» **Provided passage**
-- Opening Marker --
But it is the story of a year in the life of someone who was born on the coast near Rimini in the 1920s, as Fellini was, and came of age as Mussolini’s fascists were flexing their muscles.

Fellini kicks things off, and eventually brings them to a close, with the annual blizzard of a particular sort of pollen drifting through the town – it announces spring, the locals say – and then piles event on event as the year progresses, gradually and almost incidentally building a fleshed-out picture of the central family, the Biondi.

Occasionally people step out of the bustle of life to address the camera directly – like the local history bore (Luigi Rossi), or the hopelessly ugly and comically sex-obsessed Biscein (Gennaro Ombra).

The age-old and the novel jostle. The teenage boys are all obsessed with girls. They’re also hooked on the movies. The townsfolk build their traditional bonfire. They also all sail out in small boats one night to greet and bask in the glory of the SS Rex, Italy’s newest ocean liner. The family gathers for raucous meals during which everyone fights to be heard. Later they head to the local asylum to take mad uncle Teo (Ciccio Ingrassia) out for the day.

There is the madonna and the whore. The unattainable Gradisca (Magali Noël), a local hairdresser all the men fantasise about but who’s hanging on for the best offer. And local prostitute Volpina (Josiane Tanzilli), a leering simple-minded young woman with a face full of disease who’s been round the track a few times.

The crowd cheers a huge portrait of Mussolini
The crowd cheers a huge portrait of Mussolini


Every time the mood threatens to turn to the grand, the religious or the serious Fellini brings it crashing back to earth with a leer, a fart, or another bodily function. When Titta (the Fellini stand-in, played by Bruno Zanin) goes to confession, the priest seems only interested in how often he “touches himself”. When Aurelio Bondi (Armando Brancia), the head of the family, is taken in by the Fascists for not being sufficiently dedicated to the cause, they force him to drink castor oil. So he comes home from the encounter having had a terrible dose of the shits.

It’s notable, by the way, that Fellini paints the Fasiscts as buffoons. Maybe in another context he’d have portrayed them differently. But in Amarcord gentle mockery is the prevailing tone, even when things are deadly serious.
-- Closing Marker --
» **Work instruction**
Transcribe the passage on Fellini's Amarcord from "There is the" up to and including "a few times.", word for word.

» **Records shown**
-- Opening Marker --
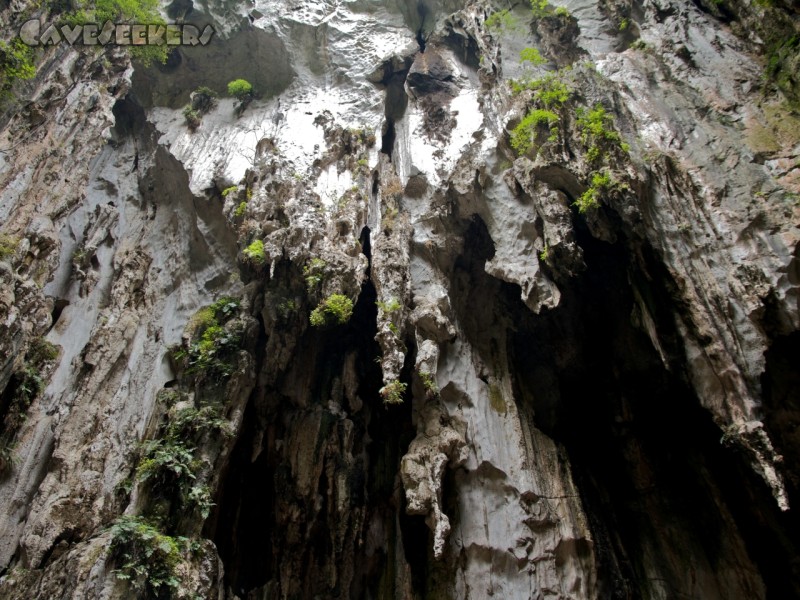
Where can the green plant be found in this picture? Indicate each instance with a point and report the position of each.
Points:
(428, 382)
(523, 136)
(597, 132)
(255, 252)
(241, 89)
(16, 64)
(335, 309)
(545, 253)
(391, 306)
(392, 392)
(165, 461)
(41, 351)
(211, 343)
(26, 384)
(551, 90)
(169, 465)
(601, 183)
(8, 246)
(540, 8)
(502, 19)
(533, 56)
(192, 117)
(147, 558)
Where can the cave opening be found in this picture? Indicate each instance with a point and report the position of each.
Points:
(258, 541)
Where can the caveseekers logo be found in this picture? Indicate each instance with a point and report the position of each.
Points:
(124, 34)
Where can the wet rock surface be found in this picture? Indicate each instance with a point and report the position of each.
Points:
(348, 338)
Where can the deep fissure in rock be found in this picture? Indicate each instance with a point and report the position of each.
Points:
(255, 534)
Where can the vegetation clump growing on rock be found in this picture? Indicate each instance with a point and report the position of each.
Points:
(596, 130)
(255, 252)
(336, 309)
(601, 183)
(212, 344)
(241, 89)
(148, 559)
(16, 64)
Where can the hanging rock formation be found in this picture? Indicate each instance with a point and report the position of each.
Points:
(463, 301)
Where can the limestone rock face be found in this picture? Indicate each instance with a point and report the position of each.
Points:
(464, 301)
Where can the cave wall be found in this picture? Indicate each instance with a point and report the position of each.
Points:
(535, 396)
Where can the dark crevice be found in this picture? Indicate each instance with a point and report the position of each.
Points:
(259, 540)
(422, 13)
(58, 307)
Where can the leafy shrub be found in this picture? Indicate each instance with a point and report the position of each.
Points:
(540, 8)
(147, 558)
(523, 136)
(165, 461)
(392, 305)
(255, 252)
(533, 56)
(314, 272)
(168, 463)
(240, 89)
(502, 19)
(192, 117)
(211, 344)
(597, 132)
(8, 246)
(41, 351)
(393, 392)
(16, 63)
(335, 309)
(428, 382)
-- Closing Marker --
» **Exercise output**
There is the madonna and the whore. The unattainable Gradisca (Magali Noël), a local hairdresser all the men fantasise about but who’s hanging on for the best offer. And local prostitute Volpina (Josiane Tanzilli), a leering simple-minded young woman with a face full of disease who’s been round the track a few times.